> EXERCISE INSTRUCTIONS
Print the records below exactly as they appear.

> MATERIAL
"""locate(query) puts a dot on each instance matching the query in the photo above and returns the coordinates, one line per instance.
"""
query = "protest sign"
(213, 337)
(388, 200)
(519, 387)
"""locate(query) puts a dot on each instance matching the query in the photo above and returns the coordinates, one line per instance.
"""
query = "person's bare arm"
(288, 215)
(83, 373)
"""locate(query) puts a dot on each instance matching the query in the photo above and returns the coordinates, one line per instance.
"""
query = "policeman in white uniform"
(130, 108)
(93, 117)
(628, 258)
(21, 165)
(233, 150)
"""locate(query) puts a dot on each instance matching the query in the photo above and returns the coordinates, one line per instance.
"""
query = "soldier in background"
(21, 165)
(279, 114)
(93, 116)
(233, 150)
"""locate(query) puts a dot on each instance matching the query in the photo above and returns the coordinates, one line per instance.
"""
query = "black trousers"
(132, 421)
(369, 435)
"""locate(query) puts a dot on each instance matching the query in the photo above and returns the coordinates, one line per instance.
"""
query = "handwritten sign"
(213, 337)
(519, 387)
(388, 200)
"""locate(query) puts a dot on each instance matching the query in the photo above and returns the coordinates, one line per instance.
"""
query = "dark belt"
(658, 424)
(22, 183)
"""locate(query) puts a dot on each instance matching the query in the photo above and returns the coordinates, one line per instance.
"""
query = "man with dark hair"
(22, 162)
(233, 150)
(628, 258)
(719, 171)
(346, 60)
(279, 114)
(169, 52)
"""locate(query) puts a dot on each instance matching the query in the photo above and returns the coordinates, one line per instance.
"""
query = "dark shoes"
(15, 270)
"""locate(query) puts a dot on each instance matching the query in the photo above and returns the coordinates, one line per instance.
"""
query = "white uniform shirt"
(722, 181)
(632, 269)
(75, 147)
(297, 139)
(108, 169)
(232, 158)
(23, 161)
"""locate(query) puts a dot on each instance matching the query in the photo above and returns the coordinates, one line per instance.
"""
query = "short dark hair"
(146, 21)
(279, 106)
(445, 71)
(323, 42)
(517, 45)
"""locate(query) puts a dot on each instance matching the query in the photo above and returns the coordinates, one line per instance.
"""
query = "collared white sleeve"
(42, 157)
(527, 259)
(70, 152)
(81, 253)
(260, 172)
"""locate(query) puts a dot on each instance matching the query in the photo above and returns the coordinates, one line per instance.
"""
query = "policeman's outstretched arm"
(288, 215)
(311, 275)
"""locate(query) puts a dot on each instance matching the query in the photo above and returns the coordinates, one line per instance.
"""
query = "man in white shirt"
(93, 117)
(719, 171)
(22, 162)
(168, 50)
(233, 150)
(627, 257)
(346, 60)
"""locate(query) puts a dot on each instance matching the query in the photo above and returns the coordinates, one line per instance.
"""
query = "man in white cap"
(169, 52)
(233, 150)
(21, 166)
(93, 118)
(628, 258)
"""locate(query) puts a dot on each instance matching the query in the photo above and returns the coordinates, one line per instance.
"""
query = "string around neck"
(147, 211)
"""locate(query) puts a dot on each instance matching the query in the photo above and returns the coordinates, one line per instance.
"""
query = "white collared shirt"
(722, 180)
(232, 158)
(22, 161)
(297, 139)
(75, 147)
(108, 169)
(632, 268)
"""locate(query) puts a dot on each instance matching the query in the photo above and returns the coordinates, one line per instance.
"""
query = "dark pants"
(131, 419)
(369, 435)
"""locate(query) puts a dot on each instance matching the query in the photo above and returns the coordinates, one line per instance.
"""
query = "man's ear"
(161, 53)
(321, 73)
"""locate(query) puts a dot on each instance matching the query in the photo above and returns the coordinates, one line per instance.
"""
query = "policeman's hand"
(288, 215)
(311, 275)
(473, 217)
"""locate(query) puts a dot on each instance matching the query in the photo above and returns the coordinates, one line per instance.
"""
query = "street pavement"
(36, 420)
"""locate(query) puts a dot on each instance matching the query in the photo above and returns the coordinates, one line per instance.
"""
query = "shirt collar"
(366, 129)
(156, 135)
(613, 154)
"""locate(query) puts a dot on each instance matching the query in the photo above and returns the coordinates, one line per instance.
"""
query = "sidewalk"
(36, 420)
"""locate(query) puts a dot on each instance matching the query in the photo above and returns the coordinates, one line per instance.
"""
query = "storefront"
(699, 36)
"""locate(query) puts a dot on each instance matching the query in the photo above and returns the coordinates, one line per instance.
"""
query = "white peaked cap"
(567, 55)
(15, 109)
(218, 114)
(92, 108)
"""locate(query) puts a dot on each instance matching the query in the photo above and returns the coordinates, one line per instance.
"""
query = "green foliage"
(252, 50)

> TASK RESPONSE
"""locate(query) puts a dot on each instance matching the query in the photo above and returns the coordinates, one line per instance.
"""
query = "protest sign"
(213, 337)
(388, 200)
(519, 387)
"""locate(query) puts a dot on each instance matching the query in the photo above and returns the coordinates, one line per instance.
"""
query = "person's bare arm"
(288, 215)
(83, 373)
"""locate(query) puts a dot on each instance matching the query in the photo above and returns the coordinates, one line per instance.
"""
query = "policeman in white uniform"
(130, 108)
(93, 117)
(628, 258)
(21, 165)
(233, 150)
"""locate(query) puts a dot on each instance matching the query in the photo above and returns the coordinates, one line per instance.
"""
query = "soldier in background"
(21, 165)
(279, 114)
(93, 116)
(233, 150)
"""locate(query) puts a dot on each instance matching the query in the photo above and returns the coordinates, one line per instance.
"""
query = "black trousers"
(132, 421)
(369, 435)
"""locate(query) puts a dot on each instance matching the query in the photo above and returns the coordinates, one line per instance.
"""
query = "handwritten sign"
(213, 337)
(519, 387)
(388, 200)
"""locate(query) puts a dot on each instance matching the query in the photo above and returns the coordinates, one line per instance.
"""
query = "dark belt"
(658, 424)
(22, 183)
"""locate(query) puts a dot on each instance matching the query in the photo above and returns the coordinates, one line per instance.
"""
query = "man with dark hair"
(22, 162)
(233, 150)
(628, 258)
(719, 171)
(346, 60)
(279, 114)
(169, 52)
"""locate(query) puts a dot on each instance matching the query in the photo above and returns the coordinates, one line per instance.
"""
query = "dark shoes"
(15, 270)
"""locate(query) puts a dot on each instance matching the query in the photo above and returns the coordinates, one line per instance.
"""
query = "white uniform shirt"
(722, 181)
(632, 269)
(75, 147)
(297, 139)
(108, 169)
(232, 158)
(23, 161)
"""locate(query) puts a dot on each instance matching the query in the photo above and returns the coordinates, one line per instance.
"""
query = "short dark hair"
(146, 21)
(279, 106)
(445, 71)
(323, 42)
(517, 45)
"""locate(query) puts a dot on each instance matching the query in the photo above and returns the coordinates, one line per instance.
"""
query = "collared white sleeve"
(42, 157)
(527, 259)
(70, 152)
(81, 253)
(260, 172)
"""locate(query) puts a dot on each instance matching the query in the photo above and returns the coordinates, one line per instance.
"""
query = "policeman's outstretched arm"
(288, 215)
(311, 275)
"""locate(query) puts a dot on each instance matching the query in the photo above and returns the coordinates, one line per instance.
"""
query = "man in white shirt"
(93, 117)
(719, 171)
(22, 162)
(168, 50)
(233, 150)
(627, 257)
(346, 60)
"""locate(query) puts a dot on each instance matching the query in the photo above and returns the coordinates, one line per instance.
"""
query = "man in white cap"
(169, 52)
(233, 150)
(21, 166)
(93, 118)
(628, 258)
"""locate(query) puts a dot on each instance matching the query in the photo above and returns the coordinates, one line per instance.
"""
query = "string around neck"
(147, 211)
"""locate(query) puts a dot on each instance matching the query in the photo above and returns the coordinates, one line per instance.
"""
query = "white collared shirt"
(722, 180)
(232, 158)
(22, 161)
(297, 139)
(75, 147)
(108, 169)
(632, 268)
"""locate(query) puts a dot on each instance matching the query in the photo above and returns the coordinates, one line per instance.
"""
query = "dark pants"
(131, 419)
(369, 435)
"""locate(query) puts a dot on each instance matching the query in the photo above and returns the coordinates, one line per instance.
"""
query = "man's ear"
(161, 53)
(321, 73)
"""locate(query) puts a dot on each instance matching the query in the photo above and returns the coordinates, one line per instance.
"""
query = "policeman's hand"
(288, 215)
(311, 275)
(473, 217)
"""locate(query) puts a dot on each instance matching the query in the photo above and returns the coordinates, one line per instance.
"""
query = "street pavement"
(36, 420)
"""locate(query) puts a dot on each instance matching the query in the photo above and returns the coordinates, one line per instance.
"""
query = "shirt collar"
(366, 129)
(156, 135)
(613, 154)
"""locate(query) puts a dot on each instance matching the query in the photo above and returns the coordinates, one line per instance.
"""
query = "sidewalk"
(36, 420)
"""locate(query) puts a dot on each instance matching the query in the photo above and returns the coordinates, one line per instance.
"""
query = "storefront"
(699, 36)
"""locate(query) puts a dot on each instance matching the query in the photo above and returns the coordinates, one line per instance.
"""
query = "white peaked cap"
(567, 55)
(15, 109)
(218, 114)
(92, 108)
"""locate(query) puts a dot on each instance matching the query in the photo above and returns the coordinates, one line per instance.
"""
query = "green foliage"
(252, 50)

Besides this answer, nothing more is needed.